(Page extract)

The 6 Stages of Grief 


When Grief hits, it hits hard.

Your knee becomes weak, your vision becomes blurry, and sometimes the pain becomes so intense that your body starts to hurt. 

Only if you could meet them one last time and have that one last hug! 

But you know, you can’t.

Grief may never go away, not even after decades, but you will find a way to have peace with it. 

The six stages of Grief that will lead to peace are given below:

1. The stage of Shock and Denial

In this stage, a person experiences shock and disbelief that something terrible happened to their loved ones. 

They deny the reality because it is very hard to believe and very painful to accept. 

Accepting the death of someone or going through a divorce doesn’t mean you are ready to forget them. 

It only means that you accept reality and that someone will never return.

2. Anger

The next part of the grieving process is anger. 

It is an essential part of the process because there is no justification or understanding when you lose someone. 

Frustration and resentment will build up within you because it is unfair to lose someone you love so intensely. 

You may blame someone or God for taking them away from you. 

It is necessary to release these emotions through anger because if you do not, they will build up within you and convert into something else in the long run. 

Moreover, you will never be at peace because you will always blame someone for losing your loved one. 

3. The Stage of ‘Only if’ or Bargaining

Only if you had done this or that, then you might have a different reality now. 

Only if you were there or paid more attention to your son or wife.

In this stage, your brain tries to find all the alternate realities that could have happened only if you had taken a certain action. 

This stage is accompanied by guilt. 

You think you are responsible for losing your loved one because you never took the required actions on time. 

In most cases, a person has nothing to be guilty about, but our brain finds ways to blame us. 

A person may even start bargaining with God — “I will never do this if you just bring them back for once, I will do this if you could just reduce this pain etc.”

4. Depression

When your bargaining and the expectation of an alternate reality seem to fade away, reality starts to settle in. 

In this stage, you start to see reality, and your future seems gloomy and dark. 

You will like to spend time alone and avoid social gatherings as much as possible. It may seem like there is nothing to live for. 

The grief and sadness in this stage are hurting you, which is more painful than you can imagine. 

You will understand that no one can understand this loneliness or sadness. 

But this will not last forever. 

It may last a long time, depending on the person, but not forever. 

You will learn to live again and find motivation and joy to continue your life.

5. Acceptance and Finding Peace

 Accepting doesn’t mean you are ready to forget your loved one and move on with your life.

Acceptance means you are ready to accept reality as it is, keep them in your memories, and continue it.

(End Page extract)
(Dataset content)

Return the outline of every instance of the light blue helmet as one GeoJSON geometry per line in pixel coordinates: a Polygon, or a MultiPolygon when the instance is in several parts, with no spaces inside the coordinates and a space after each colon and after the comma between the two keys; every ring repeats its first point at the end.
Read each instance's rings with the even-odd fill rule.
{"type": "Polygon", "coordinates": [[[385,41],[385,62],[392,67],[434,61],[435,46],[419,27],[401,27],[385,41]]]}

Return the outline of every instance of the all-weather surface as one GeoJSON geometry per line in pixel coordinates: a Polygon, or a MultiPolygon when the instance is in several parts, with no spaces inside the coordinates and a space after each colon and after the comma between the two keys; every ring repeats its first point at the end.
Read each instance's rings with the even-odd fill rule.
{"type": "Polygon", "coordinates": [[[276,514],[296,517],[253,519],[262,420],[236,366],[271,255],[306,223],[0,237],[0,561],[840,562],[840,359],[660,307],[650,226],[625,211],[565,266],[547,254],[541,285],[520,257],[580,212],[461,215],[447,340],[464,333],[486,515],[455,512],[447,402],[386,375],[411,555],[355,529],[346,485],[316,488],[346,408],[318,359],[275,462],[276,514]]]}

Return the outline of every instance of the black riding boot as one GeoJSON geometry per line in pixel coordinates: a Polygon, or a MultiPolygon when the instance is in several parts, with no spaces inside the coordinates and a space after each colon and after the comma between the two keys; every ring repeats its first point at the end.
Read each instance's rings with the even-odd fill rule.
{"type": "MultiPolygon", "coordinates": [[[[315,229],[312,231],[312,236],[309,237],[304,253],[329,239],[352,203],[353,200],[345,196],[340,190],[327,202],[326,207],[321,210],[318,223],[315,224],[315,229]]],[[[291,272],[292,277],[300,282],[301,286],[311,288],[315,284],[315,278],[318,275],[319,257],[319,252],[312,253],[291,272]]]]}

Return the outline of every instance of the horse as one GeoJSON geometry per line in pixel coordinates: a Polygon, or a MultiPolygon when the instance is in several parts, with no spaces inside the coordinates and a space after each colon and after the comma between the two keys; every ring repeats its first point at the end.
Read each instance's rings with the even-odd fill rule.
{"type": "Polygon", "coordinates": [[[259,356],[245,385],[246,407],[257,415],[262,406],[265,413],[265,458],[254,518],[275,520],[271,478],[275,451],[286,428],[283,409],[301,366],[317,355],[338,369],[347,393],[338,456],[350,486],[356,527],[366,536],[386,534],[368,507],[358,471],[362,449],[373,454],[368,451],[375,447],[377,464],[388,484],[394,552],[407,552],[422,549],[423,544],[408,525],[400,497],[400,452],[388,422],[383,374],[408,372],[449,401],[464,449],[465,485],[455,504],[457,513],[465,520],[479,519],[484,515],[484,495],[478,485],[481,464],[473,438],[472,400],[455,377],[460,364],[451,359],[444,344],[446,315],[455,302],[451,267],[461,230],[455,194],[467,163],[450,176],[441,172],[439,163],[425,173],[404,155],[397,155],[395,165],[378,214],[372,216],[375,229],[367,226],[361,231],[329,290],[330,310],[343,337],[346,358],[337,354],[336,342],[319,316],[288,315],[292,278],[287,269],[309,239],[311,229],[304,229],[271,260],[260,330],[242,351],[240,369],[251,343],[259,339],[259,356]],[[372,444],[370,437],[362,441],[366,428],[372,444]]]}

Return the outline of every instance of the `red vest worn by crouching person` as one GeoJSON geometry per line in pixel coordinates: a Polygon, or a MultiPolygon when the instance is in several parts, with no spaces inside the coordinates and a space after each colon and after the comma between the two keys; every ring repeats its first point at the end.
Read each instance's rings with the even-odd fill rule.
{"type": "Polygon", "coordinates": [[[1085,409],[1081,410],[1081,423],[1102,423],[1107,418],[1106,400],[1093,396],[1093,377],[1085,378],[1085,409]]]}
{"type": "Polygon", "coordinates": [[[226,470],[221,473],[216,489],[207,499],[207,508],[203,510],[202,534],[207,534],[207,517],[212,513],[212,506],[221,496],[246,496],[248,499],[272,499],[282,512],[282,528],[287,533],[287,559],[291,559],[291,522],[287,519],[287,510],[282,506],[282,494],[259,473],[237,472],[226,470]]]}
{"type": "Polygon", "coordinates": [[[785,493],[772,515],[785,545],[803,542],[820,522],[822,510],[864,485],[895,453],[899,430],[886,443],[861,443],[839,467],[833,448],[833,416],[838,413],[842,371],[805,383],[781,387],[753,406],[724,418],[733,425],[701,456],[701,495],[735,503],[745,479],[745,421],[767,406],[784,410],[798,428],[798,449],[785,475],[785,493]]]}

(End Dataset content)
(Dataset content)

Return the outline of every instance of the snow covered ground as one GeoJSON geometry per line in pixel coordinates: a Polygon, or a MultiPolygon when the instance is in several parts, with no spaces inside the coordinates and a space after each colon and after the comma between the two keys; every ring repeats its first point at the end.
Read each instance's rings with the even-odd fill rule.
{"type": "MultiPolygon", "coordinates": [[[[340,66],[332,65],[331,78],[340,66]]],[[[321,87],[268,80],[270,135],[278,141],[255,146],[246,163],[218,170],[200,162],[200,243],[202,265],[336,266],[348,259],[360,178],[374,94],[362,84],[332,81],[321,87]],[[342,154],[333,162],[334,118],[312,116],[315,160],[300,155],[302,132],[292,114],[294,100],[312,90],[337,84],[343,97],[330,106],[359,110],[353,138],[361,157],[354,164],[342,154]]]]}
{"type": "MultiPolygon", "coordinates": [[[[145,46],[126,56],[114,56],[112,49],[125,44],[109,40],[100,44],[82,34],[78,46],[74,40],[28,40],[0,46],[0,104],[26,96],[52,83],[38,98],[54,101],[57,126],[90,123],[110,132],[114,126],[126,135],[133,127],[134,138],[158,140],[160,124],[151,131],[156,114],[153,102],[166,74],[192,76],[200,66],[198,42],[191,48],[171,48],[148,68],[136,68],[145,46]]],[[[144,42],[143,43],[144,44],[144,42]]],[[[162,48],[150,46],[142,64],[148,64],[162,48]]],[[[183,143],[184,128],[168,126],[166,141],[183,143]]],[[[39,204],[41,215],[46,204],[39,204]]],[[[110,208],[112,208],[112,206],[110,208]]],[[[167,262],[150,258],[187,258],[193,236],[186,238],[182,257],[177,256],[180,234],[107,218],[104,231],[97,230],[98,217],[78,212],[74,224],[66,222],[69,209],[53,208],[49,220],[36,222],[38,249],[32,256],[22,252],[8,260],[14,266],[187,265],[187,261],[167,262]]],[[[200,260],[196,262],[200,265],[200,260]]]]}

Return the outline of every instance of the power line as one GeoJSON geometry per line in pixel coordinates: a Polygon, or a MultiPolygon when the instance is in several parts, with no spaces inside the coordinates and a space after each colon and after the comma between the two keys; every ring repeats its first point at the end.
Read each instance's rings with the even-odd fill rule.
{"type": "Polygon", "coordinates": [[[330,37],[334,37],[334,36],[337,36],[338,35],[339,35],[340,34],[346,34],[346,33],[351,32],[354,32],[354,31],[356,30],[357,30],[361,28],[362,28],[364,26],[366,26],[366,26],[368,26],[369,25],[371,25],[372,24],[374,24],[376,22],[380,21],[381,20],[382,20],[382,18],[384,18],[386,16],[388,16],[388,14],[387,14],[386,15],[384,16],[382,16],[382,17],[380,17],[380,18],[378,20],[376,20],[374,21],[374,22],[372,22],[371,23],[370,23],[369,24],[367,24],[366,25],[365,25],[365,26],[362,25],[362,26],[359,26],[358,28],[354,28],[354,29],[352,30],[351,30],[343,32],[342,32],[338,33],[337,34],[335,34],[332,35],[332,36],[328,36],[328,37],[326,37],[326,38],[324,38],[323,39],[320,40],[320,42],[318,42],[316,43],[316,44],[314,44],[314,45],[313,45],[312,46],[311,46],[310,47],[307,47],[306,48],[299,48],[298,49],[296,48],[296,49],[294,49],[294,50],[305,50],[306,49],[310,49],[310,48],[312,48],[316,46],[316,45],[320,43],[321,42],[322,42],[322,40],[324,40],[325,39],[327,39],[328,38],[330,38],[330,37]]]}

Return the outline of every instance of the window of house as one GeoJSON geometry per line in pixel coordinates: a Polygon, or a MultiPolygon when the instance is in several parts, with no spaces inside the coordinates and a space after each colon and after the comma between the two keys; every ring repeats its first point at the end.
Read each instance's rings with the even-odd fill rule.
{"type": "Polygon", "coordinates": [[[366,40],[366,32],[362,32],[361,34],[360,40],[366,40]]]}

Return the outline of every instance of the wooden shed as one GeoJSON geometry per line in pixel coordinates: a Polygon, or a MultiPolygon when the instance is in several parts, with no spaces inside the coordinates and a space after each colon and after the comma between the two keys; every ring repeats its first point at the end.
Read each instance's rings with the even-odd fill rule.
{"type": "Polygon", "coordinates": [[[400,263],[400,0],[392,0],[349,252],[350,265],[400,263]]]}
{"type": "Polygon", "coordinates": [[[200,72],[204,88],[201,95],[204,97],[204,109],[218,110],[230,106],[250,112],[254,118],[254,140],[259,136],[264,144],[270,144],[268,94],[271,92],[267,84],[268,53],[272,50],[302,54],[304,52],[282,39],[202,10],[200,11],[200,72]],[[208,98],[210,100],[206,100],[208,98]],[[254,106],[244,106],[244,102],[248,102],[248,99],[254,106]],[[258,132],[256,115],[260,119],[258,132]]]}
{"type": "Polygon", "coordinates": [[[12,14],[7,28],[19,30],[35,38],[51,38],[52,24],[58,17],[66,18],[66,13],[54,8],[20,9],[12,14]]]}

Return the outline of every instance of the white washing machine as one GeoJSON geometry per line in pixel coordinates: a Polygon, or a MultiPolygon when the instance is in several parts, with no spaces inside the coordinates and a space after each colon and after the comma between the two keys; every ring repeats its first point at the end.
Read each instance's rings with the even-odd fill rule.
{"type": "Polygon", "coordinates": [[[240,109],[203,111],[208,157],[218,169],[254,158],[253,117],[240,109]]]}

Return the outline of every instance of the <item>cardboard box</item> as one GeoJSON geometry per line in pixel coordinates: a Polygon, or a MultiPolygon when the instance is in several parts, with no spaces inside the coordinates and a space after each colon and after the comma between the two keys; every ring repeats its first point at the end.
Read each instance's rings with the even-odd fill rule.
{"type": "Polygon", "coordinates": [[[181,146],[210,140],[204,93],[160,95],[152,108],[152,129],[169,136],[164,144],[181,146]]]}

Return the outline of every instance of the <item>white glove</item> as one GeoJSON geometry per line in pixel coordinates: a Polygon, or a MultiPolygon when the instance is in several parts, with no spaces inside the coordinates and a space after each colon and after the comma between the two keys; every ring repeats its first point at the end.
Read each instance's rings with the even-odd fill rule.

(End Dataset content)
(Dataset content)

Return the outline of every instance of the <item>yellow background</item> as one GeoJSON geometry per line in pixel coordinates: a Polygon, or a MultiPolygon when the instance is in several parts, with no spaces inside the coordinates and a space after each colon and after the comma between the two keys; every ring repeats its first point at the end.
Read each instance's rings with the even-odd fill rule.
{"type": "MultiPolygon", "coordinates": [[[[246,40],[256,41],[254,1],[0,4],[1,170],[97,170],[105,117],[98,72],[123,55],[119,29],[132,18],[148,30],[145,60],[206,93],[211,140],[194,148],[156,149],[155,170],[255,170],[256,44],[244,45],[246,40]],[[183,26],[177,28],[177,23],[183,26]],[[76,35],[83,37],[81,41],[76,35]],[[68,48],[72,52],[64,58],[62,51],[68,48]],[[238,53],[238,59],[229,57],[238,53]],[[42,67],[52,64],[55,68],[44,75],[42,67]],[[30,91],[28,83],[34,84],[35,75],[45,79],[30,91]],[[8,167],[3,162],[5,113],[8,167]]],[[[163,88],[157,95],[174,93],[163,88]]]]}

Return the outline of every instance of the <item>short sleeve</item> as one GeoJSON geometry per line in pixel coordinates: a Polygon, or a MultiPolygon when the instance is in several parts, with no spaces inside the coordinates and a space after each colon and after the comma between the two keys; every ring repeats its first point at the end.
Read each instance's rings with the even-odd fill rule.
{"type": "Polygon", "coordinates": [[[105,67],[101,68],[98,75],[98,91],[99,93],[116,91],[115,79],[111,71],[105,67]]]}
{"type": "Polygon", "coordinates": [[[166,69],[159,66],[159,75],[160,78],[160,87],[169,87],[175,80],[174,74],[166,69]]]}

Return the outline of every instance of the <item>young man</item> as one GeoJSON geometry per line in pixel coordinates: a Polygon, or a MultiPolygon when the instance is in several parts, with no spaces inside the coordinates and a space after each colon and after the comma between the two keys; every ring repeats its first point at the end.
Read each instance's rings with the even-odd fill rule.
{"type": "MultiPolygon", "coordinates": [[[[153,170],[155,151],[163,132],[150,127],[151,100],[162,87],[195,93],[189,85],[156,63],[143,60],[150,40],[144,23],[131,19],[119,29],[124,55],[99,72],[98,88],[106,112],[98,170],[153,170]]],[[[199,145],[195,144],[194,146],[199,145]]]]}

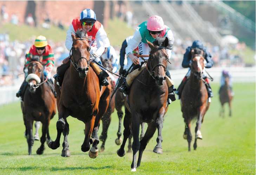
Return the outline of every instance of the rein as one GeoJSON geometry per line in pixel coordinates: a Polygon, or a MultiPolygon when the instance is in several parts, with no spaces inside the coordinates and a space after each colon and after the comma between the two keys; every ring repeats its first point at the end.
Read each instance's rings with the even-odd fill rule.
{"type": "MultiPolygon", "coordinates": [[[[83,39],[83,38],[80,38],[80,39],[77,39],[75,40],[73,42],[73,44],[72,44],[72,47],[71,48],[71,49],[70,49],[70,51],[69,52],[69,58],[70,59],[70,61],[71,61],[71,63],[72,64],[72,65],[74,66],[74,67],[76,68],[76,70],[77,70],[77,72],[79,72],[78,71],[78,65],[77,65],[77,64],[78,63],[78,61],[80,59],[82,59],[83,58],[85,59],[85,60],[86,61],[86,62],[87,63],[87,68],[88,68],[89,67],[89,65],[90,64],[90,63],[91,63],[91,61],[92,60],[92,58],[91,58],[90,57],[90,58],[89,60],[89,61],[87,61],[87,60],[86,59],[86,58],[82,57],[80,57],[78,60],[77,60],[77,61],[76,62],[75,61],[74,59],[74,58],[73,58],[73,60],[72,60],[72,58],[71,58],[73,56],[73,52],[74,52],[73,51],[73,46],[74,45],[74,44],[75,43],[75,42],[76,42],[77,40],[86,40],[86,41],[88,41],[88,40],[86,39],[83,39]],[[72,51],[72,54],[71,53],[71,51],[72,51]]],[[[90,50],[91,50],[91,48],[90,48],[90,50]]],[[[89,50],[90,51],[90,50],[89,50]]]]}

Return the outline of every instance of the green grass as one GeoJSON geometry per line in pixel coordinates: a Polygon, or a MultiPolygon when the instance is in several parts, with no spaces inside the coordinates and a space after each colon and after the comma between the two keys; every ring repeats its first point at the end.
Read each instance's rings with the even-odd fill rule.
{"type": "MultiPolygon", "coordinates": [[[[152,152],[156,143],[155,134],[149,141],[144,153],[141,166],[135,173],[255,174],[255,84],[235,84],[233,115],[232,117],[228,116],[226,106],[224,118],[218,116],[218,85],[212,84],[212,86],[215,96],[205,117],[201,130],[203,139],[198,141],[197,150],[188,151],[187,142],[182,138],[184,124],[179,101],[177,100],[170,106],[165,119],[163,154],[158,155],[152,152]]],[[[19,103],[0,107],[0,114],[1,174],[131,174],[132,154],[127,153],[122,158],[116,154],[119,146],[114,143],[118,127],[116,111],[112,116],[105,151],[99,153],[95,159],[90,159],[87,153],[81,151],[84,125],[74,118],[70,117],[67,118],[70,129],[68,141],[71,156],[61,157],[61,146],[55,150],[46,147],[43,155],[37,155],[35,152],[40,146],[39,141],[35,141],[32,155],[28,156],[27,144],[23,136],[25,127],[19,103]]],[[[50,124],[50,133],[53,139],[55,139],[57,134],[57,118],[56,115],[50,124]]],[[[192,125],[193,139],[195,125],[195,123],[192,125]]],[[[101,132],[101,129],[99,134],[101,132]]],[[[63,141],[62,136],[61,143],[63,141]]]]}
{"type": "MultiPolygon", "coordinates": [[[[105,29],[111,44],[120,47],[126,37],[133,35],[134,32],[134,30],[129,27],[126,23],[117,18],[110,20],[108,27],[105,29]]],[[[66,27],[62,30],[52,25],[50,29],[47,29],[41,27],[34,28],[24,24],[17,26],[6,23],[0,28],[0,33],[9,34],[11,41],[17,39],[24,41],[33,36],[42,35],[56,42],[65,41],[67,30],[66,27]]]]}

(End Dataset content)

**Instructions to follow**
From the text on the stages of grief, return word for word the passage that begins with the words containing "When Grief hits, it" and ends with "know, you can’t.".

**Finished exercise**
When Grief hits, it hits hard.

Your knee becomes weak, your vision becomes blurry, and sometimes the pain becomes so intense that your body starts to hurt. 

Only if you could meet them one last time and have that one last hug! 

But you know, you can’t.